Duplicate the entire listing below, reproducing every line character for character.

Dataset items
○ ○ ○

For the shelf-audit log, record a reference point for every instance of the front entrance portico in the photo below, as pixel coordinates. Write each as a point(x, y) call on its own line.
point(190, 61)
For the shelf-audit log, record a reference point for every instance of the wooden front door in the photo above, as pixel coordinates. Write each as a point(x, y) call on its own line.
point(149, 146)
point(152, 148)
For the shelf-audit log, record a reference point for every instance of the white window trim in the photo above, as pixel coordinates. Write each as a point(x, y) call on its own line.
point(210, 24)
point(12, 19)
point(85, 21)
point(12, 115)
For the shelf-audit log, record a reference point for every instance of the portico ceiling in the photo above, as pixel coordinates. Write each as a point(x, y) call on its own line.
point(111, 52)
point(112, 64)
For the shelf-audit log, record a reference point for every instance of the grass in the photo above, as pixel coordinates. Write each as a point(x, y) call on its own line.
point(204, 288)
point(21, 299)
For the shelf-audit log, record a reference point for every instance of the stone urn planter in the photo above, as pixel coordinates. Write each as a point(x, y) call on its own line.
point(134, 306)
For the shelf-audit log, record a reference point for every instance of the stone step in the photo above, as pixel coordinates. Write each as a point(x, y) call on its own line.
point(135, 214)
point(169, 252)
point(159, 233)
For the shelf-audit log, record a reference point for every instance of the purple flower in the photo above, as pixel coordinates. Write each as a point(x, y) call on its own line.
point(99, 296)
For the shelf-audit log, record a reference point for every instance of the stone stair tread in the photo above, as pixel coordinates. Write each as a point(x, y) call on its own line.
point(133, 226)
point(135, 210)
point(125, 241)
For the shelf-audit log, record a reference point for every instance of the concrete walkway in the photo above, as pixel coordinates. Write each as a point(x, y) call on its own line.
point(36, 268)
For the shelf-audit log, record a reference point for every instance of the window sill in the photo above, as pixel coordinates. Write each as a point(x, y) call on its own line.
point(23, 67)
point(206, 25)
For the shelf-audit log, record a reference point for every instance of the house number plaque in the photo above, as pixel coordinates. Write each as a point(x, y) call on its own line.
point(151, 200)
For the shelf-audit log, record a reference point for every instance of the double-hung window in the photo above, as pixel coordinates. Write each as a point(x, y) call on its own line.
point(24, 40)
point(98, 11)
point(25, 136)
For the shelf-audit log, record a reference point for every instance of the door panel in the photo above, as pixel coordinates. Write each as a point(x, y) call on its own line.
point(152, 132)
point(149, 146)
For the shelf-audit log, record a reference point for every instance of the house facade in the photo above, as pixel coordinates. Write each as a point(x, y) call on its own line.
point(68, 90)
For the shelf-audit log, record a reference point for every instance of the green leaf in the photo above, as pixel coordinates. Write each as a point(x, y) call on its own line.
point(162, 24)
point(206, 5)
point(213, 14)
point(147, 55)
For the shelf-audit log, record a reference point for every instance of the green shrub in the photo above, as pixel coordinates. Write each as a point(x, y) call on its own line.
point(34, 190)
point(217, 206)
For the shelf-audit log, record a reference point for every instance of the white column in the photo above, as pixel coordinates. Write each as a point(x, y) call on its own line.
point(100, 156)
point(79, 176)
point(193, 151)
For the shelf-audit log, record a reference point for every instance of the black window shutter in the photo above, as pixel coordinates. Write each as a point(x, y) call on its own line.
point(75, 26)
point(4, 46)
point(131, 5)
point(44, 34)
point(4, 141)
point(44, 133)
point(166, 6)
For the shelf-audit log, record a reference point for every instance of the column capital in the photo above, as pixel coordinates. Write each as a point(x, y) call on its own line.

○ ○ ○

Expected answer
For the shelf-audit log, record a reference point for every instance of the front entrance portico in the photo below, as pixel coordinates. Write each as a point(x, y) call on its own line.
point(190, 61)
For the shelf-audit log, record a reference point for every instance of the wooden front door in the photo above, as pixel coordinates. Write each as a point(x, y) call on its own line.
point(149, 146)
point(152, 148)
For the shelf-audit log, record a reference point for every instance of the white window trim in the photo above, as pixel coordinates. Write each as a point(x, y) call on its own line.
point(210, 24)
point(12, 19)
point(85, 21)
point(12, 115)
For the shelf-audit log, record a reference point for every instance of the portico ceiling in the photo above, as pixel coordinates. Write each as a point(x, y) call on its own line.
point(111, 52)
point(112, 64)
For the shelf-audit log, record a reference point for every instance of the grass in the photo above, as pixel coordinates. Write each as a point(x, y) call on its own line.
point(204, 288)
point(21, 299)
For the shelf-audit log, record a reference point for every instance of the stone urn planter in the photo above, as pixel coordinates. Write each as a point(x, y) call on its own line.
point(134, 306)
For the shelf-audit log, record a reference point for every instance of the stone step in the photo above, as pixel coordinates. Write each as a point(x, y) call on its own line.
point(135, 214)
point(169, 252)
point(159, 233)
For the shelf-audit log, record a reference point for every instance of the purple flower in the photo above, as pixel coordinates. Write each as a point(x, y) call on its own line.
point(99, 296)
For the shelf-audit log, record a reference point for every instance of the stone stair tread in the photo above, as pixel coordinates. Write each as a point(x, y) call on its own line.
point(133, 226)
point(135, 210)
point(125, 241)
For the shelf-audit log, record a reference point for every instance of the concrete walkway in the photo above, as pixel coordinates. Write each as a point(x, y) call on its own line.
point(36, 268)
For the shelf-audit log, record a reference point for every instance of the window sill in the photo above, as pixel coordinates. Write each as a point(x, y) call on its own line.
point(23, 67)
point(206, 25)
For the shelf-audit log, record a reference point for every instance of the house number plaque in the photo above, as pixel coordinates. Write each as a point(x, y) call on its own line.
point(151, 200)
For the shelf-audit log, record a reference point for every instance of the double-hung window in the photo above, as pixel coordinates. Write each as a point(x, y) call on its own line.
point(24, 40)
point(98, 11)
point(25, 136)
For the shelf-audit log, record a reference point for every instance of the door panel in the photo above, as pixel coordinates. Write each as a point(x, y) call on its own line.
point(152, 132)
point(149, 146)
For the shelf-audit log, record a reference point for every instance of the house facade in the photo above, as pixel coordinates. Write each as a point(x, y) call on its own line.
point(68, 90)
For the shelf-audit log, record a reference point for every instance of the green leaf in the photo above, as pixel coordinates. Write each as a point(x, y) call on its own line.
point(162, 24)
point(206, 5)
point(213, 14)
point(147, 55)
For the shelf-audit log, record a reference point for every instance of the green shrub in the photo above, as pixel coordinates. Write each as a point(x, y) call on its own line.
point(34, 190)
point(217, 206)
For the shelf-audit log, record a reference point for every instance of the white column in the photo above, as pixel coordinates. Write each as a point(x, y) call on its own line.
point(100, 156)
point(79, 176)
point(193, 151)
For the shelf-audit log, record a reference point for every instance of the black window shutter in the photo above, as pixel coordinates. Write each as a point(x, y) call on its own line.
point(75, 26)
point(4, 46)
point(131, 5)
point(44, 34)
point(4, 141)
point(44, 133)
point(166, 6)
For the shelf-audit log, record a reference point for every instance of the column capital in the photo above, as pixel coordinates. Write each as a point(x, y) call on its own line.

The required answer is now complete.